- DESCRIPTION OF THE TASK
Return the records exactly, from the first line through the "positive clicks: (216, 75)" line.
★ ★ ★ ★ ★
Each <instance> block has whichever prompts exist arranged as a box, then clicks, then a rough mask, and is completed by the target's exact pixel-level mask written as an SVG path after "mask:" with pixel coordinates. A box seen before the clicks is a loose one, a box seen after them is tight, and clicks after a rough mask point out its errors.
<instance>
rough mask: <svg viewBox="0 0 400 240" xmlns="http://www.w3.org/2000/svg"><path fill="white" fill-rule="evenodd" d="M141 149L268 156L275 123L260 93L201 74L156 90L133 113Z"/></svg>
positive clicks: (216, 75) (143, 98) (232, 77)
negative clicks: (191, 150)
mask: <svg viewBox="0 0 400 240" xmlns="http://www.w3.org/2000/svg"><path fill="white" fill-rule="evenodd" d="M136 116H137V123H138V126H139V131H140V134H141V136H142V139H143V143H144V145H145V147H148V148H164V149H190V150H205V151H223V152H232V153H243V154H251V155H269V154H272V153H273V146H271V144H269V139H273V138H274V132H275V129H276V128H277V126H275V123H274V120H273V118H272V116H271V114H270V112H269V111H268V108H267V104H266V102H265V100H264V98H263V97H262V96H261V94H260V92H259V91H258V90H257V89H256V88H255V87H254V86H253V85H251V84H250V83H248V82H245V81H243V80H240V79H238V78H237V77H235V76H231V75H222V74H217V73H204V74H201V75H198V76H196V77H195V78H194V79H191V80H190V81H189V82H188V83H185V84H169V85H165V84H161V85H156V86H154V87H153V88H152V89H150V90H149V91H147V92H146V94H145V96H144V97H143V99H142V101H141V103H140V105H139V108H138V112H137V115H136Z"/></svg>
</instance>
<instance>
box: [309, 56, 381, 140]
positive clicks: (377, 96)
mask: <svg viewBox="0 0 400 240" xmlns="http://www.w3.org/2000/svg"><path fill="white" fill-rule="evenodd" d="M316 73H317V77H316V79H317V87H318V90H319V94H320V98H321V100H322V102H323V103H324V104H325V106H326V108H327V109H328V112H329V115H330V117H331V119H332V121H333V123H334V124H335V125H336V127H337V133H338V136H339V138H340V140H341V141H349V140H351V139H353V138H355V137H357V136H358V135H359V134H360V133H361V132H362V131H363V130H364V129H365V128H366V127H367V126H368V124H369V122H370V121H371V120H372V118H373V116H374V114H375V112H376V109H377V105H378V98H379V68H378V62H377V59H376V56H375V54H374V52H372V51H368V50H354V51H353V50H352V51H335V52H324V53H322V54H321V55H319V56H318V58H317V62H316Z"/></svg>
★ ★ ★ ★ ★
- ANSWER TO THIS EXERCISE
Each <instance> block has whichever prompts exist arranged as a box, then clicks, then a rough mask, and is completed by the target's exact pixel-level mask written as an SVG path after "mask:" with pixel coordinates. A box seen before the clicks is a loose one, a box seen after them is tight, and clicks after a rough mask point out its errors.
<instance>
rough mask: <svg viewBox="0 0 400 240" xmlns="http://www.w3.org/2000/svg"><path fill="white" fill-rule="evenodd" d="M141 149L268 156L275 123L260 93L201 74L156 90L133 113Z"/></svg>
positive clicks: (216, 75) (143, 98) (232, 77)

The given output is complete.